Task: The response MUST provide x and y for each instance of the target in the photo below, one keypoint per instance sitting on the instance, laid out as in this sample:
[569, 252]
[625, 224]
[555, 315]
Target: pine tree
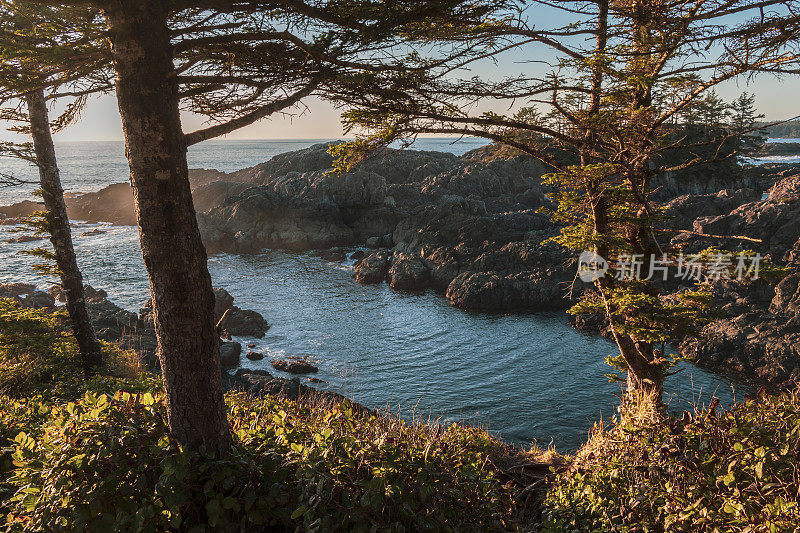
[235, 62]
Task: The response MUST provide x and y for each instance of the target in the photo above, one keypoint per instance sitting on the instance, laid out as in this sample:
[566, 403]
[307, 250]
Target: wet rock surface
[295, 365]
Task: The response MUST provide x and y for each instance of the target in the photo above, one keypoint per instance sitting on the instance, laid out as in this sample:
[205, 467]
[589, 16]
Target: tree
[235, 62]
[624, 74]
[16, 71]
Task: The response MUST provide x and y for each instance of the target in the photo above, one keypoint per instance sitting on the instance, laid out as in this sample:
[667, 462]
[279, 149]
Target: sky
[776, 98]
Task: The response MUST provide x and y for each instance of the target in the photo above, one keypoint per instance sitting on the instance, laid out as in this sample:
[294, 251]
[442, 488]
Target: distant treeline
[790, 130]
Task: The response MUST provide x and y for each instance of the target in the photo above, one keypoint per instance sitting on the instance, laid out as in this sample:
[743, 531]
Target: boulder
[222, 302]
[26, 295]
[493, 291]
[23, 239]
[89, 293]
[229, 353]
[373, 268]
[244, 323]
[255, 356]
[259, 218]
[760, 336]
[408, 272]
[295, 365]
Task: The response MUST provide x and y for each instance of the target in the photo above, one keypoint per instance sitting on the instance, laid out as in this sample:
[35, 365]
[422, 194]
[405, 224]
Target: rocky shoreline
[469, 227]
[137, 333]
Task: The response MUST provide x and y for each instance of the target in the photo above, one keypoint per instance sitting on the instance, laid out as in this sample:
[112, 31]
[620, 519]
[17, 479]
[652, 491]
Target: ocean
[526, 377]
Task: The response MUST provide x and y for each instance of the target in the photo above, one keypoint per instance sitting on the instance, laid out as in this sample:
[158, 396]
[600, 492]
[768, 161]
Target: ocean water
[775, 158]
[90, 166]
[528, 377]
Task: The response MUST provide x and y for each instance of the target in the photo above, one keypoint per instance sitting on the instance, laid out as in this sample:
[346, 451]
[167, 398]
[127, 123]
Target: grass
[96, 455]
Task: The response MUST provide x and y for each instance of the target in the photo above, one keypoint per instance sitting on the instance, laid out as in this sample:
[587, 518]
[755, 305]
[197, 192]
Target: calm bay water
[527, 377]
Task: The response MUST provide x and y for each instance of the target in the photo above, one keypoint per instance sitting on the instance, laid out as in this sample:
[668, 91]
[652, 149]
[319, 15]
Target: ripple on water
[527, 377]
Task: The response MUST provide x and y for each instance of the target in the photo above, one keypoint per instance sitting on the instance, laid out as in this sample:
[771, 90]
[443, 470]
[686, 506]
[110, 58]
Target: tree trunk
[60, 235]
[180, 285]
[644, 375]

(Work to be completed)
Transcribe the listing exactly, skipping pictures.

(Problem solution)
Task: The response MUST provide x and y for each instance of the target in the photo below, one keypoint per instance sitting on the instance, laid out as in this sample:
[569, 252]
[625, 224]
[555, 315]
Target: pine tree
[235, 62]
Task: The response MUST provide x and y for each instance of the target in the photo above, one keypoint per instance sitting on the instance, laid out as in this sample:
[566, 403]
[307, 250]
Target: wet rock surface
[295, 365]
Task: The response MUST provide x and y for each instance of the target in the photo above, one keypoint per instance sitting on the instance, laid out as in this sample:
[205, 467]
[589, 16]
Target: tree
[235, 62]
[624, 74]
[16, 71]
Task: The response MUST provide x and y for each instance of the target in the photo above, one keypoint per instance sitting on the instance, laid out as in this sample:
[667, 462]
[279, 149]
Target: sky
[776, 98]
Task: The response MUST provide x and y for each instance of the target in the photo above, one keypoint per instance sitting on the instance, laid out as in this sample:
[294, 251]
[442, 488]
Target: distant treeline
[790, 130]
Task: The response MUST provide x and y for each instance of the target in the photo above, one keypoint per instance sitting on the instance, laid out as in this sample:
[743, 531]
Target: boulder
[222, 302]
[26, 295]
[493, 291]
[23, 239]
[89, 293]
[229, 353]
[373, 268]
[244, 323]
[255, 356]
[259, 218]
[760, 336]
[408, 272]
[295, 365]
Task: The response MUST provide x and y for each instance of the target in the photo above, one keypoint per instance sitting on the instance, laid out as in this sample:
[35, 365]
[422, 194]
[405, 224]
Target: rocky shoreline
[469, 227]
[137, 333]
Task: The response MUST provide x and y for each instance of the target in the photo above, one keypoint per instance sitting on the instance, laid out as in this sample:
[112, 31]
[620, 519]
[17, 479]
[652, 491]
Target: ocean
[526, 377]
Task: The response MUST provide x and y for each instance of the target in the photo above, one keypoint per instance sitting on the instance, laid out as in this sample:
[158, 396]
[600, 492]
[768, 161]
Target: ocean water
[775, 158]
[90, 166]
[528, 377]
Task: The response MUST provide x and y for each instance of the target in the photo above, one keypoint per instance sitting on the instance, laid out as in this sample:
[346, 451]
[167, 398]
[127, 123]
Target: grass
[96, 455]
Task: The response MUST provide x and y for each instance of the target in the photo above, one keypoint per instance sitting on the instance, laid out as in this sample:
[587, 518]
[755, 305]
[197, 192]
Target: calm bay water
[527, 377]
Task: The response MUST provide x and y for each instance of the target in the photo above, one keypoint per instance sitting on the instance, laid out as in this sample:
[668, 91]
[652, 149]
[319, 15]
Target: ripple on water
[527, 377]
Task: The response MUST provide x and y for each instance of the target in the photo above, one keypoint per instance sitting on the instance, laid out as in this sample:
[771, 90]
[443, 470]
[686, 506]
[110, 58]
Target: tree trunk
[60, 235]
[180, 285]
[644, 375]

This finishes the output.